> What this exercise asks:
1. In the rules discussion, translate this sentence into Spanish: "The click is part of the cost, it’s written as such."
2. Which three cards make up the interaction the writer asks about in the rules discussion?
3. Rewrite everything in the rules discussion from "While we’re at" down to "the fourth card?", changing "corp" to "Corp player".

This is what I don’t understand. Why Wyldside doesn’t trigger at the start of turn, but Comet does trigger immediately when an event is played.

While we’re at it, I’d like to ask about the following interaction:

Fisk Investment Seminar + Daily Business Show + Bug

I assume that the corp draws all three cards at once, then draws one more and adds 1 of the 4 cards drawn to the bottom of R&D, correct? When does Bug trigger, and when does it start resolving? Can I ask the corp to reveal exactly the first card drawn, or the socend? Does he have to do it before drawing the fourth card?

The click is part of the cost, it’s written as such. Installing the card (playing it to the board) is an effect, it’s written as such. It makes sense that the printed install cost for Runner cards, the ICE install cost for the Corp and any additional costs for either side are costs, since they’re called costs! :slight_smile:

Okay, but why doesn’t playing an event or operation affect the game state by itself? Installing a card does - there is now an installed card in play. But there’s also an event card in the heap - why isn’t that enough?

> Data extract:
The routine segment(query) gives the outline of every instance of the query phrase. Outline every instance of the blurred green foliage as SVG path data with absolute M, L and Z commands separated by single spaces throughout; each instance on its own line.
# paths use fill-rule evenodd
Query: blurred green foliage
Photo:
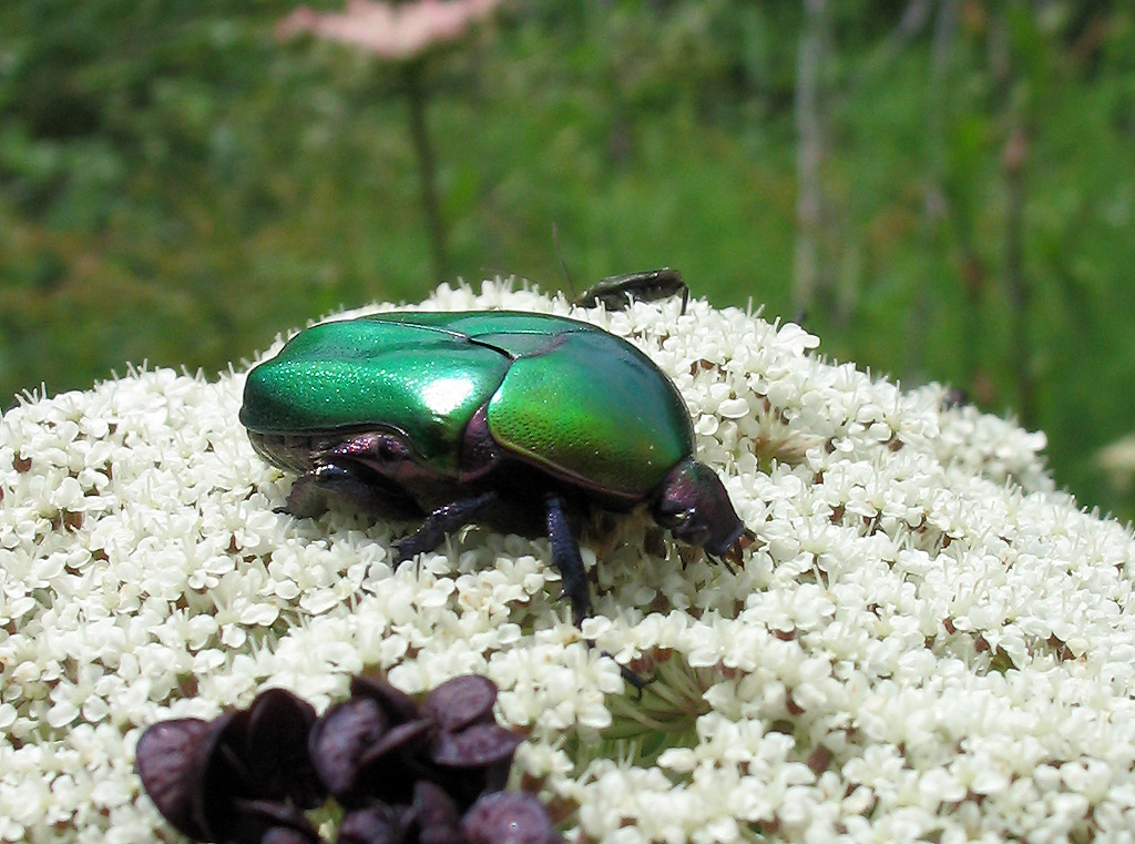
M 943 0 L 905 34 L 917 2 L 829 6 L 834 294 L 808 327 L 832 357 L 1024 407 L 1058 479 L 1130 517 L 1092 454 L 1135 429 L 1135 10 Z M 435 286 L 402 68 L 279 43 L 292 8 L 0 5 L 0 394 L 125 361 L 216 371 Z M 448 277 L 562 287 L 555 225 L 579 286 L 669 265 L 716 304 L 794 318 L 807 25 L 796 2 L 516 0 L 428 57 Z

> Written responses:
1. El clic forma parte del coste; así está escrito.

2. Fisk Investment Seminar, Daily Business Show and Bug.

3.
While we’re at it, I’d like to ask about the following interaction:

Fisk Investment Seminar + Daily Business Show + Bug

I assume that the Corp player draws all three cards at once, then draws one more and adds 1 of the 4 cards drawn to the bottom of R&D, correct? When does Bug trigger, and when does it start resolving? Can I ask the Corp player to reveal exactly the first card drawn, or the socend? Does he have to do it before drawing the fourth card?